▶ _CONSIGNE A_: Résumez en trois phrases l'extrait fourni ci-dessous, au sujet d'un poète et d'un sonnet refusé.

▶ _EXTRAIT FOURNI_:
☆ ☆ ☆

Pellisson, qui le fait subsister par le moyen du surintendant Fouquet, à qui il est, ne put obtenir ce sonnet ; on eut beau l’en presser. Cependant il en a fait imprimer cent qui valent moins. Je ne l’ai jamais vu si poète, pour ne rien dire de pis, qu’en cette rencontre. Il pesta contre tout le monde, et contre Pellisson même, ou peu s’en fallut. J’y découvris de l’envie : « On paie si mal, disoit-il, des vers immortels ! un sonnet immortel que je fis pour M. Servien, que m’a-t-il valu ? » Et, pour toute raison, quand je le pressois de donner de temps en temps quelque chose qui ne fût pas imprimé à Pellisson, pour entretenir le surintendant en belle humeur pour lui, il me répondoit que ce même esprit qui lui faisoit faire ces sonnets immortels l’empêchoit de faire ce que je lui conseillois. Il veut qu’on le reprenne, puis il en enrage, et dit qu’il y des gens qui élèvent témérairement des nuages de difficultés.

☆ ☆ ☆

▶ _JEU DE DONNÉES_:

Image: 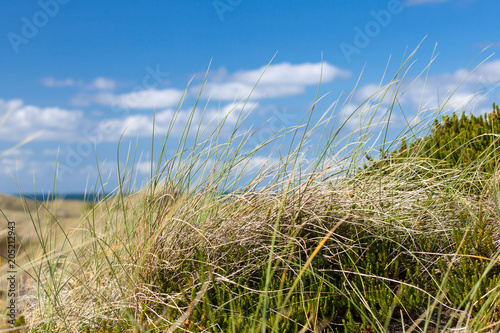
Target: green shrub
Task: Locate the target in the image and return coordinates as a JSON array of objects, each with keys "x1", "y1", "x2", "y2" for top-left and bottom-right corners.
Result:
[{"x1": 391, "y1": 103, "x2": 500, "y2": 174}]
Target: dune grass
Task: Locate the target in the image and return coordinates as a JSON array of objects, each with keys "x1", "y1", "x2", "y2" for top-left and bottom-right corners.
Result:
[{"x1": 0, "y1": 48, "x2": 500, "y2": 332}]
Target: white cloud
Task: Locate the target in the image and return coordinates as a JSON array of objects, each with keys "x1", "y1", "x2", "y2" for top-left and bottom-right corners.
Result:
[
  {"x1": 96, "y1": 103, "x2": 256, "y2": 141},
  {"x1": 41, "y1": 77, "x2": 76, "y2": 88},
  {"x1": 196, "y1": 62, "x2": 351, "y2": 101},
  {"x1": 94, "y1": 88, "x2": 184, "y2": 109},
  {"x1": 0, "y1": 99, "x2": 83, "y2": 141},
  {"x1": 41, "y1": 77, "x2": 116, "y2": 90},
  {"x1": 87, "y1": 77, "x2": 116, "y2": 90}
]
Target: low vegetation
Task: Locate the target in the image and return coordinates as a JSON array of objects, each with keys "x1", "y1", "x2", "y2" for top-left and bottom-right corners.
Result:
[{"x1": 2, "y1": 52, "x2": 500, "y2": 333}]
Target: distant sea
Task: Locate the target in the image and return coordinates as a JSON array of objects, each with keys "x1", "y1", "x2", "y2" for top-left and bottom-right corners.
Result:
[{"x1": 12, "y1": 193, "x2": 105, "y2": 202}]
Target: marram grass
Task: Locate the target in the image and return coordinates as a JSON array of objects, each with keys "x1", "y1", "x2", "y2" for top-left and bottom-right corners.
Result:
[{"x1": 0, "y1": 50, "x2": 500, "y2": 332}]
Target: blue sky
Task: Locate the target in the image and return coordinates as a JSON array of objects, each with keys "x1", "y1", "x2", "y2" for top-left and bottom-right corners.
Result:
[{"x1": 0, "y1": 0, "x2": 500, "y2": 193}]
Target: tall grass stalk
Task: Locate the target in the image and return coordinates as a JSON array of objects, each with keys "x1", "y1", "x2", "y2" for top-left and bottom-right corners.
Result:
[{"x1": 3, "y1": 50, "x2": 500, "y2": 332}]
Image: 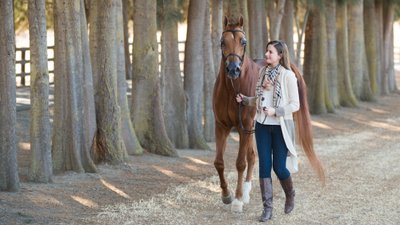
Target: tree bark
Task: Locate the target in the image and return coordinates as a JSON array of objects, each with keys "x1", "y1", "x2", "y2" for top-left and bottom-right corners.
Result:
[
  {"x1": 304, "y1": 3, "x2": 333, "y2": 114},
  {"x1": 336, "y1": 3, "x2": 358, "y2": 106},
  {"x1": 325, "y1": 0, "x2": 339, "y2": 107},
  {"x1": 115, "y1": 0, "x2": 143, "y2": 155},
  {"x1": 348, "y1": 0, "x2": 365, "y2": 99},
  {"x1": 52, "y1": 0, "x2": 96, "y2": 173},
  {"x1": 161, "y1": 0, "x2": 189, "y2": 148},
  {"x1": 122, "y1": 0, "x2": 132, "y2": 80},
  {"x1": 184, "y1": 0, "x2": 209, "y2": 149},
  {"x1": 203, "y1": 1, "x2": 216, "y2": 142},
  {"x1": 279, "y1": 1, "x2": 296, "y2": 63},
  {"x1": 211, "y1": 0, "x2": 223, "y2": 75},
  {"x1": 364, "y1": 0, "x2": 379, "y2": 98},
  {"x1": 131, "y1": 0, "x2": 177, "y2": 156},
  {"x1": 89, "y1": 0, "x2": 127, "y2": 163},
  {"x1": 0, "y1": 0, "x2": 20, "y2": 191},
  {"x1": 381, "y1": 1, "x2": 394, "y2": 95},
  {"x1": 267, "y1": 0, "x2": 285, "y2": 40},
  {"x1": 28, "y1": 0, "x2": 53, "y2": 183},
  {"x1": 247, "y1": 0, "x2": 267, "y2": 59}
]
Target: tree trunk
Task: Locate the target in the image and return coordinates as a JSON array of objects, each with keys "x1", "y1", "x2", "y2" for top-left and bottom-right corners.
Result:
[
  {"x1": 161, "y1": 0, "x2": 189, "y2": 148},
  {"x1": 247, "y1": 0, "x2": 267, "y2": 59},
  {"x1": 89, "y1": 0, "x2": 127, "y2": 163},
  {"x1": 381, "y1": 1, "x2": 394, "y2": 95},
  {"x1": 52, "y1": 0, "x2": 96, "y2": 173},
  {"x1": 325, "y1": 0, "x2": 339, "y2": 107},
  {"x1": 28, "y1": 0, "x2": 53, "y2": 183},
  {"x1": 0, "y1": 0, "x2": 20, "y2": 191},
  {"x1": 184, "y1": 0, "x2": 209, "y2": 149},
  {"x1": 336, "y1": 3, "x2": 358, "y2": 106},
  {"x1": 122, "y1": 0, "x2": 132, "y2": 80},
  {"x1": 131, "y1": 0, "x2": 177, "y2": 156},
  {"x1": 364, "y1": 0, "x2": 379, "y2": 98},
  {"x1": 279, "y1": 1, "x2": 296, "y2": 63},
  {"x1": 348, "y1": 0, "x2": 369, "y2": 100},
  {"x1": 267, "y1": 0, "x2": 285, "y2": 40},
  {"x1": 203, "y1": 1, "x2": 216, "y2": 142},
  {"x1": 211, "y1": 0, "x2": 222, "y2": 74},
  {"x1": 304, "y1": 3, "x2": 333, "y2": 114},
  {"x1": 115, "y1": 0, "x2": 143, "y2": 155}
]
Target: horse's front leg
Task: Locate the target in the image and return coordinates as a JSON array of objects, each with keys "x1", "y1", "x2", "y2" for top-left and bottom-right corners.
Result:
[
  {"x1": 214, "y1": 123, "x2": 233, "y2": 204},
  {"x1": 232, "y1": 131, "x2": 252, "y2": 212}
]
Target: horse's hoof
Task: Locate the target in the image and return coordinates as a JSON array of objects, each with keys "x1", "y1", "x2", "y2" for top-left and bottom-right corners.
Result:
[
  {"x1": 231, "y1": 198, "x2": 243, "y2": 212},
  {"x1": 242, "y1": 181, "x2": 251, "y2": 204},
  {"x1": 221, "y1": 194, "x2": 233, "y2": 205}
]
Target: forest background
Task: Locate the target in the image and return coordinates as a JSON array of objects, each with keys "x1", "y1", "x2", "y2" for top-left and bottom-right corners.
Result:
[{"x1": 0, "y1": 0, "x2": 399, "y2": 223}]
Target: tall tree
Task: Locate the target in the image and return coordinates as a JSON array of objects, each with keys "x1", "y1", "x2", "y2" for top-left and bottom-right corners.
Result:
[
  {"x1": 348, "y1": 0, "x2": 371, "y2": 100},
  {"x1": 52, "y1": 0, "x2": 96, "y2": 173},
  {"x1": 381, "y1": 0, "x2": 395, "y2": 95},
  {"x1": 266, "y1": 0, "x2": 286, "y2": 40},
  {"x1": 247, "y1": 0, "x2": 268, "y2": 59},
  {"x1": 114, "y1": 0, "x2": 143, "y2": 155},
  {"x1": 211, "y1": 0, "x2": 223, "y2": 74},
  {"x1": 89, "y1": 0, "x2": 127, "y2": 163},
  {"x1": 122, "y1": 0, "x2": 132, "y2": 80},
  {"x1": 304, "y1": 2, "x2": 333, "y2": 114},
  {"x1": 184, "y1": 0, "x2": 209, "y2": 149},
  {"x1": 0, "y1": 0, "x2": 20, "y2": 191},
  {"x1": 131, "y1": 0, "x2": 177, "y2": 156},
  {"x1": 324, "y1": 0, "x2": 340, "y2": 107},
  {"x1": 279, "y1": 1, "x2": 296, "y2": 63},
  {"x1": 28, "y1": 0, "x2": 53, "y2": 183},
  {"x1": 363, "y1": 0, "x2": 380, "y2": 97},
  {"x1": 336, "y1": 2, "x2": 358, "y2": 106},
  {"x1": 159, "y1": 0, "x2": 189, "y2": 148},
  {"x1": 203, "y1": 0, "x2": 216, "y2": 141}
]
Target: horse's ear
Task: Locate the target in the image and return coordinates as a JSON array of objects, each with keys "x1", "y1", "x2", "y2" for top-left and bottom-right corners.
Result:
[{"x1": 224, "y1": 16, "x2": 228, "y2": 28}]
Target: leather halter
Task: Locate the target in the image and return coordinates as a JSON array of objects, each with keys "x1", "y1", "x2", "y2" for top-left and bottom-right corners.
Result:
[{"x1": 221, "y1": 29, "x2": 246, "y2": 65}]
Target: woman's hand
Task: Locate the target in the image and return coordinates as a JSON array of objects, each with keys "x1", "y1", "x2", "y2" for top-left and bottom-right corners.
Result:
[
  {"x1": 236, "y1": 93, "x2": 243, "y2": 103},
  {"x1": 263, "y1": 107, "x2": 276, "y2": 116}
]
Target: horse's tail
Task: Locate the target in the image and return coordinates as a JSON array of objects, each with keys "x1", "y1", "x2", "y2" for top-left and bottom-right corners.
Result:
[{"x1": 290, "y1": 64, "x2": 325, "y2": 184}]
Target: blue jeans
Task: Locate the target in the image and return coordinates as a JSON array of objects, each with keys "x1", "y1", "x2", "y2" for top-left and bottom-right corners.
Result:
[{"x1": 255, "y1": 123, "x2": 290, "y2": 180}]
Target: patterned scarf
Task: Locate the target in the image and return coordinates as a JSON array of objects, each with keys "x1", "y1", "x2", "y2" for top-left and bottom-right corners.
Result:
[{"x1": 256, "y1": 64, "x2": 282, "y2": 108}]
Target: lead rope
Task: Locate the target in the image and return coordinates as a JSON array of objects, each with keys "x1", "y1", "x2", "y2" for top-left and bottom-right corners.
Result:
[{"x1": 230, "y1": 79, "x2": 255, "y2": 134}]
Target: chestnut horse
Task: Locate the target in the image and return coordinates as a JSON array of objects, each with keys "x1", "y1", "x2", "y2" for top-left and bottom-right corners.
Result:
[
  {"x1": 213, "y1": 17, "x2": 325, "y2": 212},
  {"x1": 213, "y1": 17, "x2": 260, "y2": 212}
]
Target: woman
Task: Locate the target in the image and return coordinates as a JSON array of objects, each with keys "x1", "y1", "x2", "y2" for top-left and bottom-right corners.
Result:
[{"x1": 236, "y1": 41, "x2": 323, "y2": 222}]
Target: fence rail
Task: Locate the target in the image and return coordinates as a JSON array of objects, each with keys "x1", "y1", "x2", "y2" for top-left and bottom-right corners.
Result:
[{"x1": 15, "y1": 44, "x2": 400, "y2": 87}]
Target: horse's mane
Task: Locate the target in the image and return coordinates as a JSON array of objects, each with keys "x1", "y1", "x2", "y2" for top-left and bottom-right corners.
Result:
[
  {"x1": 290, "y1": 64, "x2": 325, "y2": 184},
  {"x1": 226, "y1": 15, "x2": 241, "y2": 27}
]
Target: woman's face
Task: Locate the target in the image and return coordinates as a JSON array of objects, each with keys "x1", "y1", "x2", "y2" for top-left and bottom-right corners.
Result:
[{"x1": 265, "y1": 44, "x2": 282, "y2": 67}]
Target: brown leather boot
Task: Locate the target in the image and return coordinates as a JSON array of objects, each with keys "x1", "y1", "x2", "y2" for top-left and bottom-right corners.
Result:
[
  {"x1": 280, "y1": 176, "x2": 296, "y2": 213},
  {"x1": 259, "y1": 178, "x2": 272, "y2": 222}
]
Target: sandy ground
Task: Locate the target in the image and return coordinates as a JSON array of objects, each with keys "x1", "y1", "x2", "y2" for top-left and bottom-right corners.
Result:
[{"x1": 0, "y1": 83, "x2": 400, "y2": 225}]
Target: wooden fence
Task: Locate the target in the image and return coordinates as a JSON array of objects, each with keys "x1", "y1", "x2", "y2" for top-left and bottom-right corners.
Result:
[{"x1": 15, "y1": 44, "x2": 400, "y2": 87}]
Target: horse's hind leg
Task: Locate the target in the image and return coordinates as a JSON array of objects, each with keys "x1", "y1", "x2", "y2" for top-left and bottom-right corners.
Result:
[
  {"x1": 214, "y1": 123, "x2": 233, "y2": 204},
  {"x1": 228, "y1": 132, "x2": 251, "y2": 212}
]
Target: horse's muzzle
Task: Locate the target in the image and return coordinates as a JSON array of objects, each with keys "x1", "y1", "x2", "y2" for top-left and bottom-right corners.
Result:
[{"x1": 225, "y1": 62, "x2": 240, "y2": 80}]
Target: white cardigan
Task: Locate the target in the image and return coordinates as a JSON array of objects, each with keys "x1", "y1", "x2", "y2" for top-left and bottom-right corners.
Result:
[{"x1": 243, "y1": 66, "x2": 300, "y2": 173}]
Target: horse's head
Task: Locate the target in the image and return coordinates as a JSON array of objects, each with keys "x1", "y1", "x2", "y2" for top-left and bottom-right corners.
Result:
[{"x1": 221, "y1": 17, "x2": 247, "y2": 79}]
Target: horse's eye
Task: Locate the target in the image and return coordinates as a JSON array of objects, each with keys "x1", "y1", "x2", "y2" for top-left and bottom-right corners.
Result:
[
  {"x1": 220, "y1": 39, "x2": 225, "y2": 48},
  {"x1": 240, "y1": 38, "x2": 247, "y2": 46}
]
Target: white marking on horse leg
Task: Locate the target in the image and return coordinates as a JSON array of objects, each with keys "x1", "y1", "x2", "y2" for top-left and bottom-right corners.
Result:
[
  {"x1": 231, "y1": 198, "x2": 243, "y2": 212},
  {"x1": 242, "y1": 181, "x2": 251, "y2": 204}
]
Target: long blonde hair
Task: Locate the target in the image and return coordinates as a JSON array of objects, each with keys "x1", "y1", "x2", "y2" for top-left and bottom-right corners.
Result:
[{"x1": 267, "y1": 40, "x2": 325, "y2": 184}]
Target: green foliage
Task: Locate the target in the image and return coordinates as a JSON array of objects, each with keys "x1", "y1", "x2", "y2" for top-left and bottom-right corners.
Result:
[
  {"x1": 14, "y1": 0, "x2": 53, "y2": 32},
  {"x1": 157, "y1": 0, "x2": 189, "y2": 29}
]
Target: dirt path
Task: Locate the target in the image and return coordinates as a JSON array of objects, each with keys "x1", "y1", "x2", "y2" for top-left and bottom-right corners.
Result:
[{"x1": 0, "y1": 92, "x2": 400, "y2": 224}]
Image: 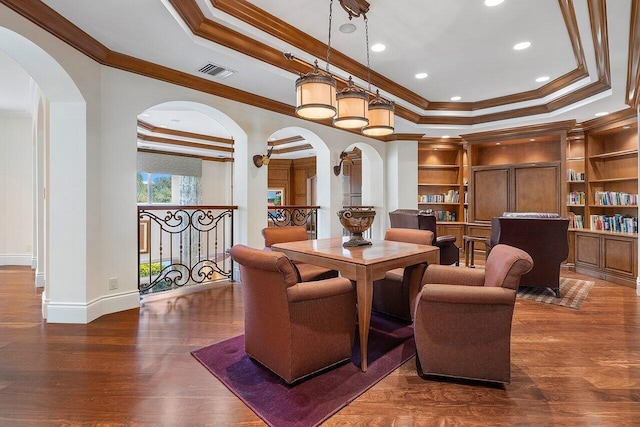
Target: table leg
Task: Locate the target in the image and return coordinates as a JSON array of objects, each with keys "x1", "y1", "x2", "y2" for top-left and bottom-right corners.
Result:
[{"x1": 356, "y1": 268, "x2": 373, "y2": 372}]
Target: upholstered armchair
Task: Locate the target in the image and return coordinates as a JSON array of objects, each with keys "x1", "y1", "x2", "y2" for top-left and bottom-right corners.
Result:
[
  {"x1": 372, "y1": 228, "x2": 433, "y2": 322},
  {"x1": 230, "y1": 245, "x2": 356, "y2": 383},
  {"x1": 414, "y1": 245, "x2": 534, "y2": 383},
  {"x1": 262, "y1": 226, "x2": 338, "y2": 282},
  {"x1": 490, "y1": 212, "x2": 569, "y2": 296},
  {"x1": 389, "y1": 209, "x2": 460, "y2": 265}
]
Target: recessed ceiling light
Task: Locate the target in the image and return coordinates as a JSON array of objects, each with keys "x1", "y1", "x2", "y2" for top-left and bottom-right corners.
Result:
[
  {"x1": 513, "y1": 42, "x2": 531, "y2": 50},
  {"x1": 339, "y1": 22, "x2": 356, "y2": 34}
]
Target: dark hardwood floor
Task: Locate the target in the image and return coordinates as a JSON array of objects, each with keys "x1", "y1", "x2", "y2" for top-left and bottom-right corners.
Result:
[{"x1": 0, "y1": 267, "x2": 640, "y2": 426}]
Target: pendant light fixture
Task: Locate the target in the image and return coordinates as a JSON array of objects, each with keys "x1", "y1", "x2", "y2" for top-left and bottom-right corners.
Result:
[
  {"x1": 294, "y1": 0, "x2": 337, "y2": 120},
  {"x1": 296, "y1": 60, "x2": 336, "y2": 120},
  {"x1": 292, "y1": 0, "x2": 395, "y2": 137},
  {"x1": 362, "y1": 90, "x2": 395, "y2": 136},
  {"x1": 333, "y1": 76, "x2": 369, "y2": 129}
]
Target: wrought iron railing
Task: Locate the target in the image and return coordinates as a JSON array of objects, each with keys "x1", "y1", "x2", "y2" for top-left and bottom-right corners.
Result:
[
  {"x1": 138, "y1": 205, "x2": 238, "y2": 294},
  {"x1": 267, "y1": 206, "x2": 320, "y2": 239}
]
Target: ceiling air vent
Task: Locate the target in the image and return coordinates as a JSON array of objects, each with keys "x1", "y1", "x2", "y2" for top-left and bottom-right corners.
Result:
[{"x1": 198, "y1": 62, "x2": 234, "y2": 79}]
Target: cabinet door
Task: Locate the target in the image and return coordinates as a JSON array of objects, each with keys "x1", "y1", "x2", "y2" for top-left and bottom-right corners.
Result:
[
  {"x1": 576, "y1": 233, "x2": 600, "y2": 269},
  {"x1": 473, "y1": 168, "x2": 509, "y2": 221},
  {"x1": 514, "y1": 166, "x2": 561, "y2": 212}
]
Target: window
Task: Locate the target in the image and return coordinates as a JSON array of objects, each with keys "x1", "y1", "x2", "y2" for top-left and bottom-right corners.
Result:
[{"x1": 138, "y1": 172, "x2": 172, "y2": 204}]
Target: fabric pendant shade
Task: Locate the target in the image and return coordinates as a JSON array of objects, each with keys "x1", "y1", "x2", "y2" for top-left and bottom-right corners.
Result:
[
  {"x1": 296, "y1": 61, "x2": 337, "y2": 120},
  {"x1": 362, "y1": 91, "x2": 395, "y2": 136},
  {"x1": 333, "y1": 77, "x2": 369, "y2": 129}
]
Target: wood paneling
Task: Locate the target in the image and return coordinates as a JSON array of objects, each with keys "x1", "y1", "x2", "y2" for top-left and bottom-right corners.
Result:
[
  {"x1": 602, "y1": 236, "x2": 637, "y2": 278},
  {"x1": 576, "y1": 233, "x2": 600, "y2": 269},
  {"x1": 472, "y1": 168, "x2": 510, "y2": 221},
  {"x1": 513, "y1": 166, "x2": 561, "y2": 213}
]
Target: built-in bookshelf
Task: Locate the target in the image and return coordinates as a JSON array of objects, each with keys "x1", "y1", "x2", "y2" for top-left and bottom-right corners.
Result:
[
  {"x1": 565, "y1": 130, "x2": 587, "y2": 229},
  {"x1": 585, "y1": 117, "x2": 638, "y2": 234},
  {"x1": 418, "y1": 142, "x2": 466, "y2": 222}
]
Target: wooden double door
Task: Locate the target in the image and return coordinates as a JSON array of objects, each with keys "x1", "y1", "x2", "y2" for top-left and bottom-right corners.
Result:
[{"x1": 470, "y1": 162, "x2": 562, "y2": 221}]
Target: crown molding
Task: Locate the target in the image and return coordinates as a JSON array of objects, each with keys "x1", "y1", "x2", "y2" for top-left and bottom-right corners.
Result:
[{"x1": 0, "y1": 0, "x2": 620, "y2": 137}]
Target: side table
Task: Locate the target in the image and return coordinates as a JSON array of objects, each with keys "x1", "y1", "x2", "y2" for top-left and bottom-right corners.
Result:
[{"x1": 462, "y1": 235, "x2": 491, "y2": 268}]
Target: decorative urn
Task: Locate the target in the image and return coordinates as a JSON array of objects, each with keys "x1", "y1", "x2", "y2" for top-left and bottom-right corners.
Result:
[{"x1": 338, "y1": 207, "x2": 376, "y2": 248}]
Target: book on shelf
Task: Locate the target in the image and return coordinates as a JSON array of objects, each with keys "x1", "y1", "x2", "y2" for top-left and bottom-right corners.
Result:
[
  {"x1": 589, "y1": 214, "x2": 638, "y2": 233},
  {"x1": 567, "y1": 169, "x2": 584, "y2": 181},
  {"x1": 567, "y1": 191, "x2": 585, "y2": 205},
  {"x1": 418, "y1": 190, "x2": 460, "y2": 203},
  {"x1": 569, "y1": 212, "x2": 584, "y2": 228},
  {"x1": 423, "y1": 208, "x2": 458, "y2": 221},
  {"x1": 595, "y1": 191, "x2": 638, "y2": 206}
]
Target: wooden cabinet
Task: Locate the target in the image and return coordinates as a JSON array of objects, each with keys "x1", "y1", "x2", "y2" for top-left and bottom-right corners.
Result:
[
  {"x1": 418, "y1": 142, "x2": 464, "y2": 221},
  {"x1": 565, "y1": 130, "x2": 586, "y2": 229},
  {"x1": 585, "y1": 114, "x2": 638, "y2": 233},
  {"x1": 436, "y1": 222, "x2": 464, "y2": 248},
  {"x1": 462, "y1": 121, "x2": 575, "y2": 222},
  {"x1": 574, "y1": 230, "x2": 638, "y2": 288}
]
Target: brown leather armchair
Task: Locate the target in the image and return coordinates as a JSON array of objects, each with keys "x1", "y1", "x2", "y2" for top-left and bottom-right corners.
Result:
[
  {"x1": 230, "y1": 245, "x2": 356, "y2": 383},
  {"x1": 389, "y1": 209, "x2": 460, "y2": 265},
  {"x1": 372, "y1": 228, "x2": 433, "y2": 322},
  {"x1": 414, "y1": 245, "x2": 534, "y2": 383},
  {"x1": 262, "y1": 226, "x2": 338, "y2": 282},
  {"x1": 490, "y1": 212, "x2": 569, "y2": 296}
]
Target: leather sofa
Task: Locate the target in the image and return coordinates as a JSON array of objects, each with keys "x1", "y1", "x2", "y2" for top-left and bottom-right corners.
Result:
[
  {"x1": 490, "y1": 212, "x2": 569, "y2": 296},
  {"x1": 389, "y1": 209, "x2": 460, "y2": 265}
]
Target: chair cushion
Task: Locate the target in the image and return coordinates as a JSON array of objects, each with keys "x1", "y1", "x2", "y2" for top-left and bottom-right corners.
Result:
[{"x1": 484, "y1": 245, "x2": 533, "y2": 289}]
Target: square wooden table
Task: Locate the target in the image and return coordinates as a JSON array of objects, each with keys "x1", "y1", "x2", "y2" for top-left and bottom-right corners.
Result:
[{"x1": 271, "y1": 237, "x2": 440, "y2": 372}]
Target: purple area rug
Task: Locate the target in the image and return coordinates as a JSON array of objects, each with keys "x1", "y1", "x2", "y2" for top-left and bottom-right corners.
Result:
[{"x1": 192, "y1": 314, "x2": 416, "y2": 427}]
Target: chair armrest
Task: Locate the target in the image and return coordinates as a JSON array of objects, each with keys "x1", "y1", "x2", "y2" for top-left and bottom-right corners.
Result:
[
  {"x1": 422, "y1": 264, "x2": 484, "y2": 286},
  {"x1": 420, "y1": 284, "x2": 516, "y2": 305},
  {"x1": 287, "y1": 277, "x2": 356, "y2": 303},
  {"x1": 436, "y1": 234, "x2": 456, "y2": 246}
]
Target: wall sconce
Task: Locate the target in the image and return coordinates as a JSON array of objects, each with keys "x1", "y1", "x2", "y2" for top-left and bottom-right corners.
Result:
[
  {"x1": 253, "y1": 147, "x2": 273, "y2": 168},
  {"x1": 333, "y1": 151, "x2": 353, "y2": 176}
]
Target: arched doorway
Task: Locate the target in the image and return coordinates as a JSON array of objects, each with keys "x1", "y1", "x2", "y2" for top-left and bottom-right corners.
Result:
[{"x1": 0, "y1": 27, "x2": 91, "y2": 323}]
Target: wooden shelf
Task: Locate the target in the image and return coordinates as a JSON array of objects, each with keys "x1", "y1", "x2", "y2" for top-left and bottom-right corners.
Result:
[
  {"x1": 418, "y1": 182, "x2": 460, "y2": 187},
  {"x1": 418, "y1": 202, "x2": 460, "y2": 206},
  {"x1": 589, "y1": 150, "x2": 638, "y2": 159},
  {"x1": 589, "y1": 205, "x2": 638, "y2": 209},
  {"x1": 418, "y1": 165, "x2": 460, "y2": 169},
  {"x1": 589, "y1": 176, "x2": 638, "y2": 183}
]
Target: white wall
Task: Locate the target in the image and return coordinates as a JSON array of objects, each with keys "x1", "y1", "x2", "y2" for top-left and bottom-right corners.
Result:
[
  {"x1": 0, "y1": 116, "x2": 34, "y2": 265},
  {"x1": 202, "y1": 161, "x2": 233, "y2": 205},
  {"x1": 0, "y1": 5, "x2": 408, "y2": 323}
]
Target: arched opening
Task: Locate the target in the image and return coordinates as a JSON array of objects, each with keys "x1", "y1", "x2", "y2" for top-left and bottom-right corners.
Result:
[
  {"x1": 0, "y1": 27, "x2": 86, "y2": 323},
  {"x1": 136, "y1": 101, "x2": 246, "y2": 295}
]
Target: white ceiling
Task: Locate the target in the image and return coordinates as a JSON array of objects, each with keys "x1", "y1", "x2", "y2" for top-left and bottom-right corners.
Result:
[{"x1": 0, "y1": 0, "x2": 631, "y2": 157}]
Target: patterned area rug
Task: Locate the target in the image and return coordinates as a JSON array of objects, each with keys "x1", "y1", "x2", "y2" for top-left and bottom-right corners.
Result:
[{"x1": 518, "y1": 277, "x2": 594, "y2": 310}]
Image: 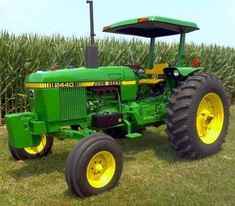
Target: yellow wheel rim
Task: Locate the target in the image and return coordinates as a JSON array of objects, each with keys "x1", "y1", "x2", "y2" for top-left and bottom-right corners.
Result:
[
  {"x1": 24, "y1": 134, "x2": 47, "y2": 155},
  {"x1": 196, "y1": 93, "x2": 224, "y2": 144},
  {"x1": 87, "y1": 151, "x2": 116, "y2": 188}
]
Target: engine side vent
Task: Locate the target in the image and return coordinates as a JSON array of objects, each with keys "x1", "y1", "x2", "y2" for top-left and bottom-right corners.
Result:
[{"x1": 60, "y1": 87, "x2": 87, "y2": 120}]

☆ ☆ ☆

▶ _CONSIGNE B_: Renvoyez chaque ligne des enregistrements où figure le mot « green ».

▶ _RÉPONSE ATTENDUE A_: Malgré les instances, Pellisson, qui fait subsister le poète grâce au surintendant Fouquet, ne put obtenir de lui un sonnet. Le poète pesta contre tout le monde en se plaignant qu'on paie si mal des vers immortels et en demandant ce que lui avait valu le sonnet immortel fait pour M. Servien. À qui le pressait de donner parfois à Pellisson quelque pièce inédite pour garder le surintendant en belle humeur, il répondait que l'esprit qui lui faisait faire ces sonnets immortels l'en empêchait.

▶ _RÉPONSE ATTENDUE B_:
Target: green shrub
Target: green foliage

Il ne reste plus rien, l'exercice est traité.